Named object pointing entries:

'''

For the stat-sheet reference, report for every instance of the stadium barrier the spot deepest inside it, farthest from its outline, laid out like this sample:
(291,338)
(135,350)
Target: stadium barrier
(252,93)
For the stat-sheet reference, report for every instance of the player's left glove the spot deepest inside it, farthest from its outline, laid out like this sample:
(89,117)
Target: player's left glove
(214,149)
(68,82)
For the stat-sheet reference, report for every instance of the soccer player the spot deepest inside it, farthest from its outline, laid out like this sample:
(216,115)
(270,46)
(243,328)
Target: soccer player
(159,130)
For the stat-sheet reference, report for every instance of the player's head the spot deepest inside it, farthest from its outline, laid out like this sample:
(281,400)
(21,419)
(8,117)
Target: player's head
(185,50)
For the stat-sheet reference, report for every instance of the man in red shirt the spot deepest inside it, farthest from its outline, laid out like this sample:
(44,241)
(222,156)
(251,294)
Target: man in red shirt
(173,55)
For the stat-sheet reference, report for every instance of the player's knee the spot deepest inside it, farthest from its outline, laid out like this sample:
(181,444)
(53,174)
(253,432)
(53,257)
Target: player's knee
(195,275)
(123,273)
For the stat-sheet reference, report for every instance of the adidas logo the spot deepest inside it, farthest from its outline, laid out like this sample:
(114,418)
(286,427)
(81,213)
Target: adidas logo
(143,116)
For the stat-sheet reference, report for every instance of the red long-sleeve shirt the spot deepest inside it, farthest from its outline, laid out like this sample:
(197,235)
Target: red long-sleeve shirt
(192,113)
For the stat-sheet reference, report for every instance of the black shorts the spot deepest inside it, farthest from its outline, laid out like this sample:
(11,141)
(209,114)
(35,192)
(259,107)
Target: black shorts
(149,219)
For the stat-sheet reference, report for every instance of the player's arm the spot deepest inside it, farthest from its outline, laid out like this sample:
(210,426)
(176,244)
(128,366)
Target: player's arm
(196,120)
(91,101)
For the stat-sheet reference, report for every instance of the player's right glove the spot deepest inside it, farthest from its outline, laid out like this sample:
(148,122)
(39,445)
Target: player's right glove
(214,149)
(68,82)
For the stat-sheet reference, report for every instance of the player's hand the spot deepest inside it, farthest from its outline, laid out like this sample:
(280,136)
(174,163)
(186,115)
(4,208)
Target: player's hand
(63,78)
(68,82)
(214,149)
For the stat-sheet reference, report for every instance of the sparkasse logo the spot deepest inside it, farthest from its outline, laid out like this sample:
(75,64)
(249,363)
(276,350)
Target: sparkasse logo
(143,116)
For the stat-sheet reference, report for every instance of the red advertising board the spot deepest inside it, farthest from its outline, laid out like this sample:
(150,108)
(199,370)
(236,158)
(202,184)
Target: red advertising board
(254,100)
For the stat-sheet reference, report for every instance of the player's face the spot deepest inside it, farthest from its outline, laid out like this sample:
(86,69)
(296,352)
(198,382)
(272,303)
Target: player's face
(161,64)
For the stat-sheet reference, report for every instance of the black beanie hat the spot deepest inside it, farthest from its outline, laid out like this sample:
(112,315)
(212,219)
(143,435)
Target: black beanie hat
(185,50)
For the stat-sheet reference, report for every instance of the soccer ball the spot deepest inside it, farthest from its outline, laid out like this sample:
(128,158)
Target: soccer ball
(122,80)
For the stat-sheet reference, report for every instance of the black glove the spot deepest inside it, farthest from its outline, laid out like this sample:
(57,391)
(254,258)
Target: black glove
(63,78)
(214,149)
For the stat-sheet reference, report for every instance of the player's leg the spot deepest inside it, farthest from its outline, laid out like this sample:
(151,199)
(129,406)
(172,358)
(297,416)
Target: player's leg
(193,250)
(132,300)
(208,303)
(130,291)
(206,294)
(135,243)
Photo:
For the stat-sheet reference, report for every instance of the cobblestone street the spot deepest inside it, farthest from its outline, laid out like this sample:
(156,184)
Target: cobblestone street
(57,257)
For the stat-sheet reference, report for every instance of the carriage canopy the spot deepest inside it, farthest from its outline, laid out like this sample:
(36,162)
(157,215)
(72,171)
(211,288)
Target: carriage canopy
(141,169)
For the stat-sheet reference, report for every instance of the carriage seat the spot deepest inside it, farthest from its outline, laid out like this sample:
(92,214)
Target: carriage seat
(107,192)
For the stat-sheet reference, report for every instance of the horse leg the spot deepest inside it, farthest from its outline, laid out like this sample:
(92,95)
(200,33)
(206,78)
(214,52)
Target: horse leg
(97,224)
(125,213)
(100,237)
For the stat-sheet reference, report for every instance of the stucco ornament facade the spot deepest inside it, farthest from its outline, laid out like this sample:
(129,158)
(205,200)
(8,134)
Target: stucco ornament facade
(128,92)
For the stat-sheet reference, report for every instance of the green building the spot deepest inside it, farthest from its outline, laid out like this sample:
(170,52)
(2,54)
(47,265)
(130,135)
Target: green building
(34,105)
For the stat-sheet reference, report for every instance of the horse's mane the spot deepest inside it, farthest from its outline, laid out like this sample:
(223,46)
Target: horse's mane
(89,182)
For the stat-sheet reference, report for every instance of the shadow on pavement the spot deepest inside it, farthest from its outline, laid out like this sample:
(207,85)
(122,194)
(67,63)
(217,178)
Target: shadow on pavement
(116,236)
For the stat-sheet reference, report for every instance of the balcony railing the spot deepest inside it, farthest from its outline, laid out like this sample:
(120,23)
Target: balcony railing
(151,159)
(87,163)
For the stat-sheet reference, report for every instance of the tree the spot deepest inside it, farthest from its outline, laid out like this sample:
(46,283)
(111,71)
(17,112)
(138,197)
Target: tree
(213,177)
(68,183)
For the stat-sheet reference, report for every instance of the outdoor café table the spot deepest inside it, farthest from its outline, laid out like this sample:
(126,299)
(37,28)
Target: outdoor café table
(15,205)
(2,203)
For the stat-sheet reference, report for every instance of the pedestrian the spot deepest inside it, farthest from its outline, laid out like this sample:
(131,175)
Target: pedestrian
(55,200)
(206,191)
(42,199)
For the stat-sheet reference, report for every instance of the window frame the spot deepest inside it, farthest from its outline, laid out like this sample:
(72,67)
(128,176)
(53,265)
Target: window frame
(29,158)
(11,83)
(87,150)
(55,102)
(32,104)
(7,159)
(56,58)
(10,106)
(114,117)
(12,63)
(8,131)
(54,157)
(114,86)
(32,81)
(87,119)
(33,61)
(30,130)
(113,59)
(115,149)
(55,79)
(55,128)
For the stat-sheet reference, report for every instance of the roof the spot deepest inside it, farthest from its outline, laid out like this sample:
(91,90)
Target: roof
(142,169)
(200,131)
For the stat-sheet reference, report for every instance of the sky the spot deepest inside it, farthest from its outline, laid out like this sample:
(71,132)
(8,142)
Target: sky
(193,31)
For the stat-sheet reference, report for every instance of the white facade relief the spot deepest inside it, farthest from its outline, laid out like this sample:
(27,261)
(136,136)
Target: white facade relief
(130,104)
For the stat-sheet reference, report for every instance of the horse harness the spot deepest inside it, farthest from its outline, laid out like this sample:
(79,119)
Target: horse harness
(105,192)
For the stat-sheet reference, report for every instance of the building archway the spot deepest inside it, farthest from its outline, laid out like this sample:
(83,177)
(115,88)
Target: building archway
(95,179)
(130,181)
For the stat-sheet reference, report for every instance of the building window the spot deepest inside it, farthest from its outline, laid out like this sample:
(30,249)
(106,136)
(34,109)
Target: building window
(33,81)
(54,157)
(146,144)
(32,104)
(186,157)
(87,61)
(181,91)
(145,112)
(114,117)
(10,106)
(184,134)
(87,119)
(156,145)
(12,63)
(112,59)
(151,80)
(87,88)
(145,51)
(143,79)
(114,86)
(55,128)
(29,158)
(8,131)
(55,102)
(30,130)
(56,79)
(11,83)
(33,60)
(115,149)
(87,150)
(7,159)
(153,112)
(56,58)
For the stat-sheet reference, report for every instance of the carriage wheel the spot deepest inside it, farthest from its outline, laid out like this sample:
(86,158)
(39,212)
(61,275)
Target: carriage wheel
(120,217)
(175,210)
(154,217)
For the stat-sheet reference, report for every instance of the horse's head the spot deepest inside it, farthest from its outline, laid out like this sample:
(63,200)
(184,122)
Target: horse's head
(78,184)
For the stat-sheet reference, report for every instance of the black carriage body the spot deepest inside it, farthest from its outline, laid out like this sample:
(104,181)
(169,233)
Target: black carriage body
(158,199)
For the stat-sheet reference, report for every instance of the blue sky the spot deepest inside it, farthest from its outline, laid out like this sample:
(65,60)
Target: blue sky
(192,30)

'''

Written exercise:
Please retype, exactly as written, every line from the line containing "of the white" through the last line of the records above, including both of those lines, and nothing else.

Reply to the exercise:
For the stat-sheet reference, report for every instance of the white facade relief the spot deepest inside it, farthest from its outline, laid out like this sample:
(27,261)
(136,136)
Target: white facade relief
(130,104)
For the stat-sheet reference, report for every instance of the horse harness the spot deepest inside it, farthest from its outline, laid out like this sample:
(79,119)
Target: horse harness
(105,192)
For the stat-sheet reference, report for every instance of the building archway the spot deepest inside it, farthest from its outline, laid out like this sample:
(83,177)
(115,88)
Target: building archway
(95,179)
(130,181)
For the stat-sheet reference, report for every instance of the building window the spot deepest inside it, farthest from its outline, laid out like this sample:
(30,249)
(106,136)
(34,109)
Target: building window
(33,81)
(54,157)
(146,144)
(32,104)
(186,157)
(87,61)
(181,91)
(145,112)
(114,117)
(10,106)
(184,134)
(87,119)
(156,145)
(12,63)
(112,59)
(151,80)
(87,88)
(145,51)
(143,79)
(114,86)
(55,128)
(29,158)
(8,131)
(55,102)
(30,130)
(56,79)
(11,83)
(33,60)
(115,149)
(87,150)
(7,159)
(153,112)
(56,58)
For the stat-sheet reference, report for every instance of the carriage wheel the spot deepest inside it, farthest from its outline, laid out like this sample:
(86,158)
(39,212)
(61,275)
Target: carriage wheel
(120,217)
(175,210)
(154,217)
For the stat-sheet reference, report for every instance of the horse's head the spot deepest inside it, farthest from its outline, laid out like this sample:
(63,200)
(184,122)
Target: horse's head
(78,184)
For the stat-sheet reference, report for every instance of the black carriage body the spot deepest inside it, farthest from its outline, laid out like this sample:
(104,181)
(169,233)
Target: black carriage body
(158,199)
For the stat-sheet reference, report for every instance of the blue sky the spot deepest inside it, farthest from its outline, laid out like this sample:
(65,60)
Target: blue sky
(192,30)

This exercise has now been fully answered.